Requirement a -> Locate each line in the rows below that contains the string "negative" and copy those lines out.

A file image of Darwin Airport from above. (Image: Darwin Airport)

The City of Darwin has accused Darwin International Airport (DIA) of stiffing the council on more than $1 million in rate equivalent payments.

In a statement to NT News last week, a council spokesperson said that the airport is “required to make a financial contribution to the city in lieu of rates on land which is subleased to tenants, or land on which trading or operations are undertaken”.

While airports on leased Commonwealth land, such as Darwin, are not required to pay council rates, different rules for “rates equivalent” are meant to ensure non-aviation activities on airport land are not given an unfair commercial advantage over other businesses.

“Darwin International Airport complied with this requirement under their lease for many years, however following a change of leadership they stopped meeting their obligations,” the spokesperson said.

“Several payments of nominal amounts have been made, however, $1,070,784.22, including interest as at April 23, 2024 is still owing.”


According to the spokesperson, the airport makes use of the city’s assets paid for by ratepayers, including the stormwater system and the ratepayer-subsidised Shoal Bay Waste Management Facility.

“To recoup the debt would be the equivalent of a 1.4 per cent rate rise to residents and be unfair to local businesses not on airport land which do pay rates,” the spokesperson said.

“City of Darwin has engaged with the Darwin International Airport for over three years on this matter and will continue to attempt to engage with the airport to seek payment and resolve this matter.”

The airport’s owner, Airport Development Group (ADG), has hit back, saying that the council “does not provide the same services to the Darwin Airport precinct as it does to other ratepayers”.

“None of roads and road maintenance, street lighting, curbing, footpaths, waste removal, gardening maintenance and landscaping are provided by the City of Darwin. This is done through contracts DIA award to local companies,” ADG said in a statement.

“All of these costs are borne by the various businesses in the DIA precinct and, when combined with City of Darwin’s claim for full rates, results in these businesses being materially worse off than other businesses within the City of Darwin.”

According to ADG, the airport has been in discussions with council for several years and “seeks the same outcome as contained within the Act – commercial neutrality (i.e. a level playing field independent of whether businesses are on or off airport)”.

Entries provided ->
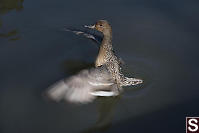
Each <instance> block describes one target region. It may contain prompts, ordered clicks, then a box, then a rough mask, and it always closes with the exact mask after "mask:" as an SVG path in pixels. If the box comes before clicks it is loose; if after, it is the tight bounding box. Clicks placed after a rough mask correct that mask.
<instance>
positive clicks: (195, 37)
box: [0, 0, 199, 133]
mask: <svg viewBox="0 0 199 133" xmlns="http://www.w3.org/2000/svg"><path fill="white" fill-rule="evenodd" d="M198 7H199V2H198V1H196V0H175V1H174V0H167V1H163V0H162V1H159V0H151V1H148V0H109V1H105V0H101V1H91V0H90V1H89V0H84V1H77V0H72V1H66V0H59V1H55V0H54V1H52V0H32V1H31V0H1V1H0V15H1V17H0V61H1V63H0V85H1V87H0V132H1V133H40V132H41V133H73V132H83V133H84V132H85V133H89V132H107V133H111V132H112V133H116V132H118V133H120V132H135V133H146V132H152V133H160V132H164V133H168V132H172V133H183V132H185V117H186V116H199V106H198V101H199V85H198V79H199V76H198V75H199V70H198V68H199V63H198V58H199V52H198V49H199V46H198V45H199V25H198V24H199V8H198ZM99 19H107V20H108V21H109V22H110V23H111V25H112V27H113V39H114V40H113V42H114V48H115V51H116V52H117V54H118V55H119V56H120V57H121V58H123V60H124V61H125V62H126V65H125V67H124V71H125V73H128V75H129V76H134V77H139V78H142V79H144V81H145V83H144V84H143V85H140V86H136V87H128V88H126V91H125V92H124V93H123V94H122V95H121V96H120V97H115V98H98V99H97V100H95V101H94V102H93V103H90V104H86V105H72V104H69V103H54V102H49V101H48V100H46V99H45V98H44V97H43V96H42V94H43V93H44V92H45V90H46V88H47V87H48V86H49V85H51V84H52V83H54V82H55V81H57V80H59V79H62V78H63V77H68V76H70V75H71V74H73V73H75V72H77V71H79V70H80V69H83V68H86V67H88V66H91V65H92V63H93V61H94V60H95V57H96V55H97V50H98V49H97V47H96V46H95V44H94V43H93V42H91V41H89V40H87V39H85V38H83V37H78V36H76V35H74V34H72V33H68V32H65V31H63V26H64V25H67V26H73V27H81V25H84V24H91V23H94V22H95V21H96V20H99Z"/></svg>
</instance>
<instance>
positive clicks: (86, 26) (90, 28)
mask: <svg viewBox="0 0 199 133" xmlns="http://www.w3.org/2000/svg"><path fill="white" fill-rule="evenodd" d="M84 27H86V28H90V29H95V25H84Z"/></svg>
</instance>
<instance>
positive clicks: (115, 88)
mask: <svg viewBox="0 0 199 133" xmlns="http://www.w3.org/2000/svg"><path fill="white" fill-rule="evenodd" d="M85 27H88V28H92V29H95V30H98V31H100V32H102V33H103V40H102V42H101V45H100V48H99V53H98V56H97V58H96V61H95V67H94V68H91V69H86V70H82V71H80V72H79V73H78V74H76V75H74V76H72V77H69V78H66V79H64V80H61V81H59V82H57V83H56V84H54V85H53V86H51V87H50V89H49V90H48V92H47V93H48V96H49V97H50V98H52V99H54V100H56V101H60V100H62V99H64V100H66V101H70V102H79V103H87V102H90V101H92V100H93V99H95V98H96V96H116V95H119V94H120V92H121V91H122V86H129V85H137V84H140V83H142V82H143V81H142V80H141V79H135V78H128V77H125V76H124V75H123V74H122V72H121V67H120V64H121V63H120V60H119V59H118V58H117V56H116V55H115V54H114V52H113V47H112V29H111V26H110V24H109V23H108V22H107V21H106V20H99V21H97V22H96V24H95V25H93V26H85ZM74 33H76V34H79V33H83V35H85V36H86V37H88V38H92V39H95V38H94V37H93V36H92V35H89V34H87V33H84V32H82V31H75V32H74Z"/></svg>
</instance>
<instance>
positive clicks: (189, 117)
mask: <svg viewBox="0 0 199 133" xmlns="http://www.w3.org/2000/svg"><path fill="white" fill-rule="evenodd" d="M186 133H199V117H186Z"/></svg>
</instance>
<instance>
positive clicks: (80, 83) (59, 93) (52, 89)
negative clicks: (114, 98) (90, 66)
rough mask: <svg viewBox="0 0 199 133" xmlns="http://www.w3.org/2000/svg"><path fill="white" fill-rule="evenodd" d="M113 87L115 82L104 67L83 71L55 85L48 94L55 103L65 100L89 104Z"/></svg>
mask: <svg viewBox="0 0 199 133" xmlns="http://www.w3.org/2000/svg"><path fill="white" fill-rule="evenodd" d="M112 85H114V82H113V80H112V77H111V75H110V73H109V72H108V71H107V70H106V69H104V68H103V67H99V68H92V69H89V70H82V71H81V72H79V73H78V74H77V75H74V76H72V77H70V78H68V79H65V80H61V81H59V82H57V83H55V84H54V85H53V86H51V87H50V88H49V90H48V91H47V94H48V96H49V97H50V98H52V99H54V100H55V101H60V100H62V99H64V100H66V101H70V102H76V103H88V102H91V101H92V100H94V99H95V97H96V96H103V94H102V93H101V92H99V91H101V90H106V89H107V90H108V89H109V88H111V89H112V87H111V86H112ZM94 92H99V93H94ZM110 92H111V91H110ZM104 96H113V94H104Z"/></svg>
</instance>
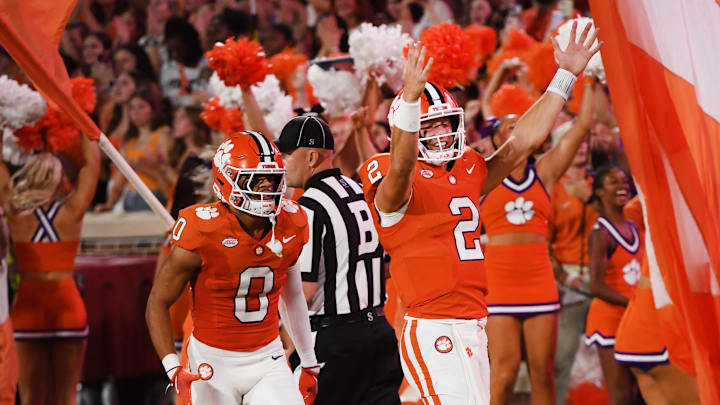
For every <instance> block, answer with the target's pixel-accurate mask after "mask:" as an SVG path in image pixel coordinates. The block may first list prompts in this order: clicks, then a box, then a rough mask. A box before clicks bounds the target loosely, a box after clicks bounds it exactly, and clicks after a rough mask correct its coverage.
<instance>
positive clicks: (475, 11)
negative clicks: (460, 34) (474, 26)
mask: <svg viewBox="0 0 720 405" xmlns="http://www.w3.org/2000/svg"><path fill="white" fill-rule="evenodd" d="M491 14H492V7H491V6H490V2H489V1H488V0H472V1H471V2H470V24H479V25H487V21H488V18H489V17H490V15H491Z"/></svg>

Requirement b -> Summarize the article above on the Darwin airport rates dispute in two sentences.

Result a ->
negative clicks: (114, 98) (90, 66)
negative clicks: (460, 34) (474, 26)

Result b -> The City of Darwin says Darwin International Airport stopped meeting its obligation to make rate equivalent payments after a change of leadership, and that $1,070,784.22, including interest as at April 23, 2024, is still owing. The airport's owner, Airport Development Group, says the council does not provide the airport precinct the same services it gives other ratepayers, and that it seeks commercial neutrality.